**Provided entries:**
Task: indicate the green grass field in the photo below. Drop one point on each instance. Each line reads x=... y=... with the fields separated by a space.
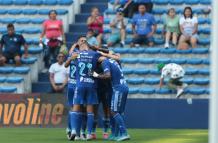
x=50 y=135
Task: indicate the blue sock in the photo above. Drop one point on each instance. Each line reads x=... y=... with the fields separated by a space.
x=120 y=122
x=106 y=124
x=84 y=122
x=90 y=120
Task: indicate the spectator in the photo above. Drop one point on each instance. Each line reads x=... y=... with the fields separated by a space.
x=54 y=32
x=12 y=43
x=175 y=73
x=171 y=27
x=143 y=27
x=118 y=26
x=189 y=29
x=148 y=4
x=58 y=74
x=95 y=22
x=127 y=6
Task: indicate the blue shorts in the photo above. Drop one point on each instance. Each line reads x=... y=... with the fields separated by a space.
x=119 y=98
x=85 y=96
x=70 y=94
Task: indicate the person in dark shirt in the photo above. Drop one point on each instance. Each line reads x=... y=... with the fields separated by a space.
x=12 y=43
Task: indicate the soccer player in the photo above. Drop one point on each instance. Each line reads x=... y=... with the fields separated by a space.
x=112 y=70
x=85 y=92
x=175 y=72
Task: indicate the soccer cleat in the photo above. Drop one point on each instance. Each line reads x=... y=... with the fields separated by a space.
x=123 y=137
x=105 y=136
x=72 y=135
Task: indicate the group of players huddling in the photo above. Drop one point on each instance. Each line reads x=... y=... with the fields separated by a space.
x=95 y=76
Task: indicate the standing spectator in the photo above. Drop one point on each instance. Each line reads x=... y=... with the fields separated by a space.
x=127 y=6
x=95 y=22
x=148 y=4
x=171 y=27
x=54 y=32
x=118 y=26
x=175 y=73
x=143 y=27
x=12 y=43
x=58 y=74
x=189 y=29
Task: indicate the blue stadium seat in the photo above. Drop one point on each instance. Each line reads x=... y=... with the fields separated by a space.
x=129 y=60
x=8 y=89
x=37 y=20
x=50 y=2
x=14 y=11
x=204 y=71
x=21 y=70
x=32 y=30
x=163 y=91
x=146 y=60
x=168 y=51
x=152 y=50
x=23 y=20
x=194 y=61
x=200 y=51
x=147 y=90
x=65 y=2
x=29 y=11
x=191 y=71
x=127 y=71
x=35 y=2
x=3 y=11
x=187 y=80
x=2 y=79
x=20 y=2
x=7 y=20
x=151 y=80
x=6 y=70
x=196 y=91
x=178 y=60
x=14 y=79
x=162 y=60
x=176 y=2
x=135 y=80
x=201 y=81
x=191 y=1
x=133 y=90
x=6 y=2
x=29 y=60
x=141 y=71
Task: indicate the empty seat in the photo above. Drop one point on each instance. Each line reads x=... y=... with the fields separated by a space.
x=135 y=80
x=147 y=90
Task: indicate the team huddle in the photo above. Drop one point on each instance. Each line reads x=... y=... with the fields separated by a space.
x=95 y=76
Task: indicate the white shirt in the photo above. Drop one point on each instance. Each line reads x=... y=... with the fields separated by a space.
x=59 y=71
x=188 y=24
x=172 y=71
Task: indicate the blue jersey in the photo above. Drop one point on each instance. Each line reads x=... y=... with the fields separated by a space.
x=114 y=69
x=86 y=64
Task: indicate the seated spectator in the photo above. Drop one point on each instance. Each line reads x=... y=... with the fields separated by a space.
x=118 y=34
x=58 y=74
x=143 y=27
x=189 y=29
x=95 y=22
x=54 y=32
x=171 y=27
x=12 y=43
x=148 y=4
x=127 y=6
x=91 y=39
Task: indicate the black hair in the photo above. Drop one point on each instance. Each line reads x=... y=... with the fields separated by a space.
x=51 y=11
x=188 y=8
x=10 y=25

**Problem to solve:** Your task is to output the material word for word while leaving out every image.

**Reply:**
Task: indicate the green grass field in the photo below. Drop one point on each instance. Each line reads x=... y=... with the fields separated by a space.
x=50 y=135
Task: indicate the blue sock in the photo above. Drop one point on each instance. Each line reads x=... y=... with the fields separated by a space.
x=120 y=122
x=106 y=124
x=84 y=122
x=90 y=120
Task: indicate the spectator in the photo above. Drop one point on each instance. Each line reads x=... y=... with the fields separated by a space.
x=54 y=32
x=12 y=43
x=175 y=73
x=171 y=27
x=143 y=27
x=118 y=26
x=189 y=29
x=148 y=4
x=58 y=74
x=95 y=22
x=127 y=6
Task: indicate the blue shorts in the photo above. Drop one point on each instance. Each line reads x=... y=... with the fields separated by a space.
x=119 y=98
x=85 y=96
x=70 y=94
Task: indicate the person in dark shirt in the photo above. Drop one point on each instance. Each line reads x=... y=... with the fields separated by a space.
x=12 y=43
Task: indicate the soccer player in the photo above. Drop one point on each instance. Each line reads x=... y=... with the fields separated by a space.
x=112 y=70
x=85 y=92
x=175 y=72
Task: indicate the soccer cleat in the photo above. Drop one point on each instance. Each line reads x=... y=... with the fields separated by a space.
x=123 y=137
x=105 y=136
x=72 y=135
Task: indicate the group of players huddling in the photo above. Drop one point on each instance. Each line reads x=... y=... with the fields separated by a space.
x=95 y=76
Task: indicate the standing spectator in the photo above. Drop one point on each instance. Each line reads x=... y=... with the fields separated by a space.
x=127 y=6
x=95 y=22
x=148 y=4
x=171 y=27
x=54 y=32
x=118 y=26
x=175 y=73
x=143 y=27
x=12 y=43
x=58 y=74
x=189 y=29
Task: indicate the blue stadium seat in the photo above. Drop one point on each instance. Each line reads x=... y=... with the fields separated by a space.
x=129 y=60
x=8 y=89
x=37 y=20
x=50 y=2
x=14 y=11
x=204 y=71
x=21 y=70
x=32 y=30
x=163 y=91
x=146 y=60
x=168 y=51
x=152 y=50
x=23 y=20
x=194 y=61
x=200 y=51
x=147 y=90
x=65 y=2
x=29 y=11
x=191 y=71
x=127 y=71
x=35 y=2
x=3 y=11
x=187 y=80
x=2 y=79
x=20 y=2
x=7 y=20
x=151 y=80
x=6 y=70
x=196 y=91
x=178 y=60
x=14 y=79
x=162 y=60
x=176 y=2
x=135 y=80
x=201 y=81
x=191 y=1
x=133 y=90
x=6 y=2
x=29 y=60
x=141 y=71
Task: indicate the empty seat in the photo above. Drop one point on each instance. Each line reads x=... y=... with the fields separated by a space.
x=135 y=80
x=147 y=90
Task: indicate the team huddle in the photo above. Drop one point on each instance. Each line reads x=... y=... with the fields separated by a space.
x=95 y=76
Task: indicate the white shirt in the photo above. Drop one point on each instance. Each line reads x=... y=... with the fields separated by a space.
x=59 y=71
x=188 y=24
x=172 y=71
Task: indicate the blue jersey in the photo above. Drop one point on each instance. Each line reads x=... y=... with the fields separated by a space.
x=114 y=69
x=86 y=64
Task: indicate the seated spectator in the photo above. Drop one point on each instance. Each line reads x=... y=... with the fields separated by a space.
x=118 y=34
x=58 y=74
x=143 y=27
x=189 y=29
x=95 y=22
x=54 y=32
x=171 y=27
x=12 y=43
x=148 y=4
x=127 y=6
x=91 y=39
Task: indicate the black hair in the photo above. Drop one point on each instance. Each line reads x=... y=... with the fields separated by a space.
x=51 y=11
x=188 y=8
x=10 y=25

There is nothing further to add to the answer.